» Objective
Reproduce the listing below verbatim.
________________________
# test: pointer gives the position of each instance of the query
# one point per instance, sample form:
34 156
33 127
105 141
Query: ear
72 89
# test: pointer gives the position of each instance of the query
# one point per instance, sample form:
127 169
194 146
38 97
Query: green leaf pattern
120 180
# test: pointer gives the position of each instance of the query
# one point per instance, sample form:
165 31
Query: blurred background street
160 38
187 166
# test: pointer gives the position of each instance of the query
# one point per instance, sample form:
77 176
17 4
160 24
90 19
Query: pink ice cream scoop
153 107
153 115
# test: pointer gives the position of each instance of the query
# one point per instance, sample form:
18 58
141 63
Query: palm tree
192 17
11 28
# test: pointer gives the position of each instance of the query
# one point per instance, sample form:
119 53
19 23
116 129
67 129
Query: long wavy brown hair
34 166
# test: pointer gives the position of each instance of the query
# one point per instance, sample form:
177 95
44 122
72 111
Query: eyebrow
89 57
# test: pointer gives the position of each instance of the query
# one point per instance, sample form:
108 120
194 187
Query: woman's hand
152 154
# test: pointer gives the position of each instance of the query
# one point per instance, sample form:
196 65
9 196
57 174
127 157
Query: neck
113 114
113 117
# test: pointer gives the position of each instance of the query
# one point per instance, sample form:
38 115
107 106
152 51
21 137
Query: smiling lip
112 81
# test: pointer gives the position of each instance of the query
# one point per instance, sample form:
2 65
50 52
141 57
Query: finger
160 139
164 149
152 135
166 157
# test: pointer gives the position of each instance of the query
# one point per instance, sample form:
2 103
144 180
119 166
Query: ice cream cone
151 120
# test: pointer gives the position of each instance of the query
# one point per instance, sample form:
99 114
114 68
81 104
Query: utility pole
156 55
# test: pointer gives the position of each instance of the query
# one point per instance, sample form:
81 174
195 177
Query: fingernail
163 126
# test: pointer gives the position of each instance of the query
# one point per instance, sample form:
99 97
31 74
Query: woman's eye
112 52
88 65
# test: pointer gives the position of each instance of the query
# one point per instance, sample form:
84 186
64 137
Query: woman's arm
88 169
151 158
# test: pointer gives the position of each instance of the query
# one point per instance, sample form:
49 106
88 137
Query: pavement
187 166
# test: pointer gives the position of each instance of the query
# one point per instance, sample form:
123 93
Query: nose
________________________
» Written reply
# test: pointer gives the position of each instance of the query
# one point per instance, sample form:
34 156
33 127
105 141
Query: ear
72 89
# test: pointer gives the position of each instance of the query
# one point per instance, sample form:
127 169
194 146
38 97
Query: green leaf pattern
120 180
# test: pointer gives the position of each instance of the query
# one point per instance, sample form:
165 31
Query: blurred background street
160 38
187 166
# test: pointer gives the position of each instance of the query
# one point per instance, sample form:
77 176
17 4
160 24
90 19
Query: pink ice cream scoop
153 107
153 115
# test: pointer gives the position of each instance of the query
# one point per instance, sample form:
18 58
141 63
Query: palm tree
192 17
11 28
# test: pointer gives the position of each instance of the query
# one point per instance, sample form:
119 53
19 23
116 129
67 129
Query: long wavy brown hair
34 166
# test: pointer gives the position of each instance of the query
# one point per instance, sample form:
177 95
44 122
72 111
Query: eyebrow
89 57
# test: pointer gives the position of each instance of the query
# one point per instance, sample form:
108 120
194 187
Query: woman's hand
152 154
# test: pointer gives the position of each instance of the query
# one point per instance, sample form:
196 65
9 196
57 174
127 157
Query: neck
113 114
113 117
# test: pointer gives the position of each instance of the query
# one point per instance, sample form:
38 115
107 106
152 51
21 137
Query: smiling lip
112 81
# test: pointer gives the position of each instance of the query
# one point per instance, sample form:
2 65
50 52
141 57
Query: finger
160 139
164 149
152 135
166 157
# test: pointer gives the position of each instance of the query
# one point per instance, sample form:
2 103
144 180
119 166
Query: ice cream cone
151 120
# test: pointer gives the position of each instance of the query
# one point per instance, sample form:
99 114
114 68
81 104
Query: utility pole
156 55
# test: pointer gives the position of each instance of the query
# one point per instance, sample form:
81 174
195 177
Query: fingernail
163 126
# test: pointer gives the position of each instance of the query
# one point per instance, sample form:
99 97
31 74
Query: woman's eye
112 52
88 65
# test: pointer gives the position of each instance of the query
# one point per instance, sample form:
84 186
64 137
Query: woman's arm
88 169
151 158
# test: pointer gives the position of each instance of the query
# one point per instance, sample form:
49 106
88 137
Query: pavement
187 166
# test: pointer gives the position of each instance of the query
# one point per instance, sample form:
123 93
Query: nose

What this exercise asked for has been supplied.